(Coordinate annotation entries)

## Start

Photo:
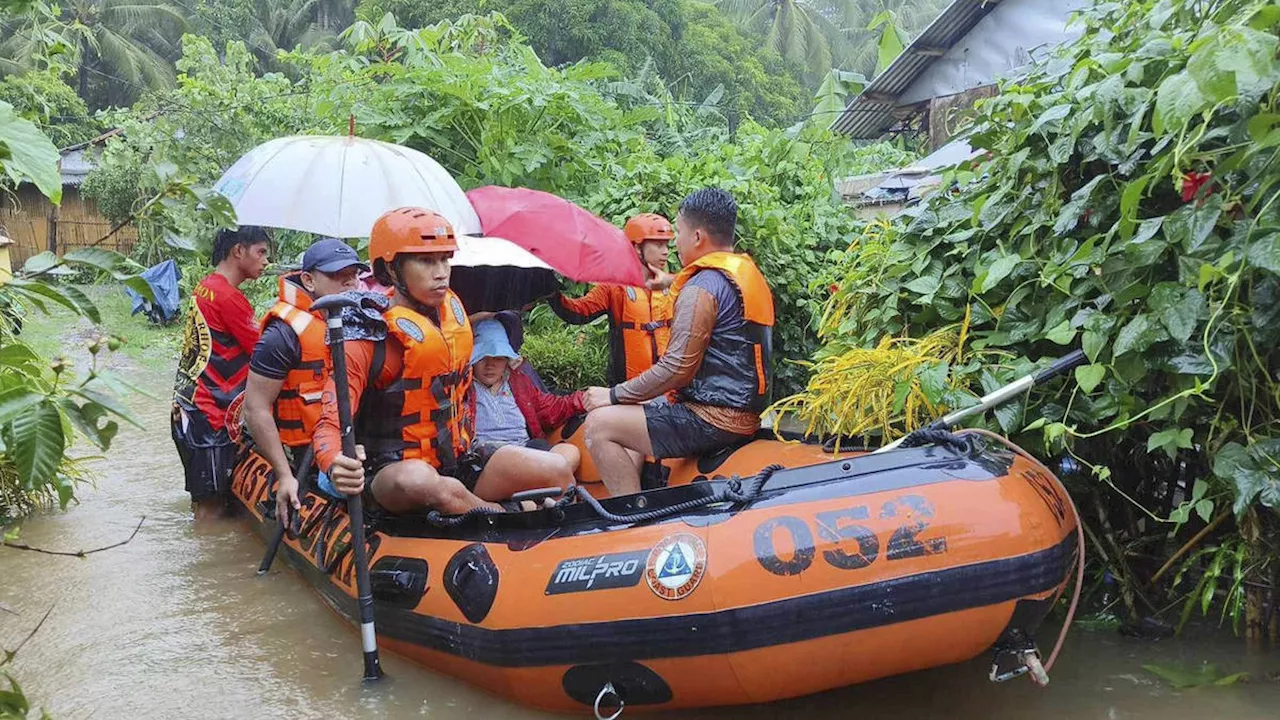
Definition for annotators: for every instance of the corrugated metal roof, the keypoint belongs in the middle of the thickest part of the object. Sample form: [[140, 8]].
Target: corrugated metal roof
[[874, 109], [76, 164]]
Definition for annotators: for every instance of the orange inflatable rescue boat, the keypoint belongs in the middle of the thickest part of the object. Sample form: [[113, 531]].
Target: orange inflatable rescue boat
[[726, 582]]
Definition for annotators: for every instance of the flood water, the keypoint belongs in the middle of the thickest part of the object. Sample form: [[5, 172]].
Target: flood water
[[177, 624]]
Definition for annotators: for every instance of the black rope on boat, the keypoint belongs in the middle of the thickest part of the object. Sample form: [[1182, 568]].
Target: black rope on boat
[[931, 434], [442, 520], [736, 491]]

## End

**GIVEN PROBLEM**
Transcribe word for word the lines running from the one that contains "Definition for annotators: for every instance of the orange" through the end of the entries, both ends included.

**REPLY TO THE EXERCISE**
Definition for annotators: for every instance of the orange inflatable rescue boat, the keypoint belongs in the middle of the thickest part of the object. Sample form: [[113, 531]].
Target: orange inflatable rescue boat
[[726, 582]]
Definition for annotators: for every instance of the flood water, the keypoint belongs in the middle of the thickest part of the object. Sample form: [[5, 172]].
Target: flood water
[[177, 624]]
Definition for annotators: for every instance of the black rope on boat, the keypoint belongs in the middle of the thickest part of the object. Sample form: [[1182, 568]].
Target: black rope on boat
[[931, 434], [442, 520], [736, 491]]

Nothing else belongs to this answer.